• PROBLEM
Go through the entries below and copy each line containing the word "face".

Saved data entries:
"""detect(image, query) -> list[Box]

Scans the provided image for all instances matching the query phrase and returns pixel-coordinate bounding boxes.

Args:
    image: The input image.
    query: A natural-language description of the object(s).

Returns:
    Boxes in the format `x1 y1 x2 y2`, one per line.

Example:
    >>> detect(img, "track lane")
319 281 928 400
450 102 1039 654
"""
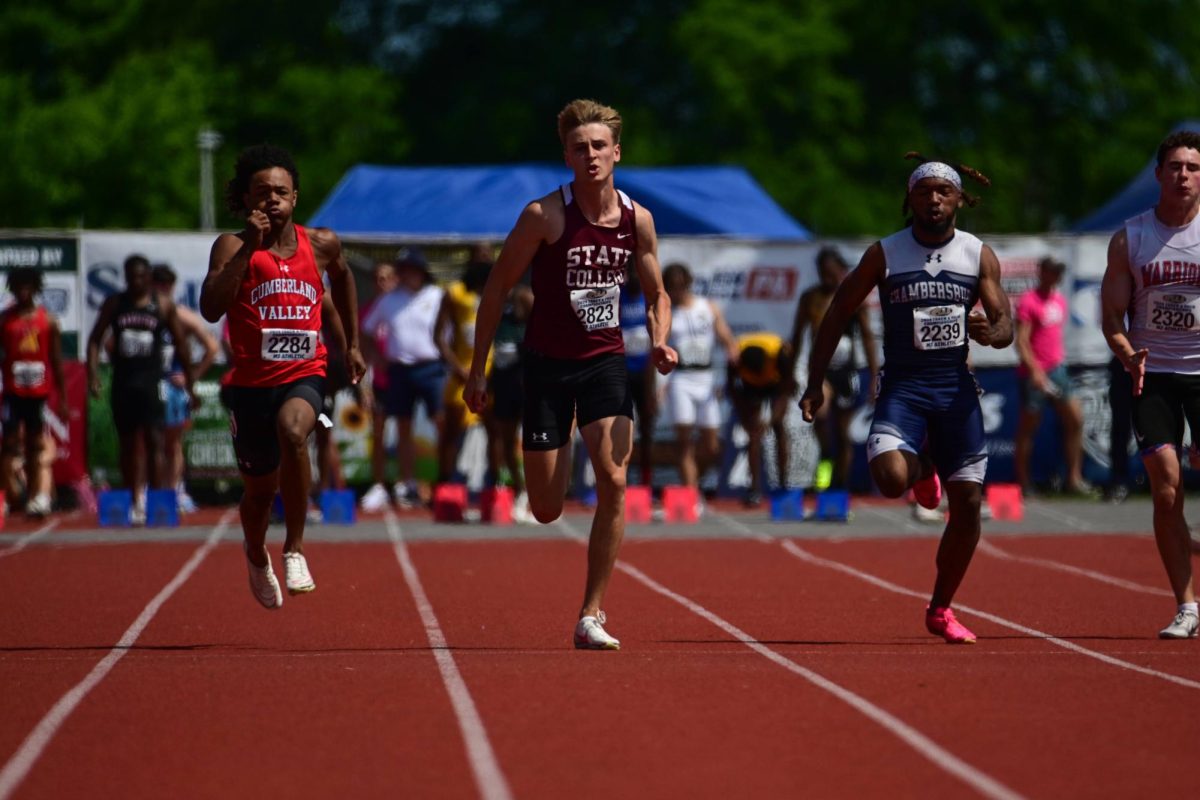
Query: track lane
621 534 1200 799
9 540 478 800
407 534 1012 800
...
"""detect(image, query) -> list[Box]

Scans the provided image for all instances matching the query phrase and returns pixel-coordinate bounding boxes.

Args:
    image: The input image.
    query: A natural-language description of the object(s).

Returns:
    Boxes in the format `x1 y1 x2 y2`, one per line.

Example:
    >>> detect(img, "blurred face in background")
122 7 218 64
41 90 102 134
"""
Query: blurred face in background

• RESULT FOR THIS EXERCISE
    >>> detect(img, "blurred face in background")
Query: blurred face in background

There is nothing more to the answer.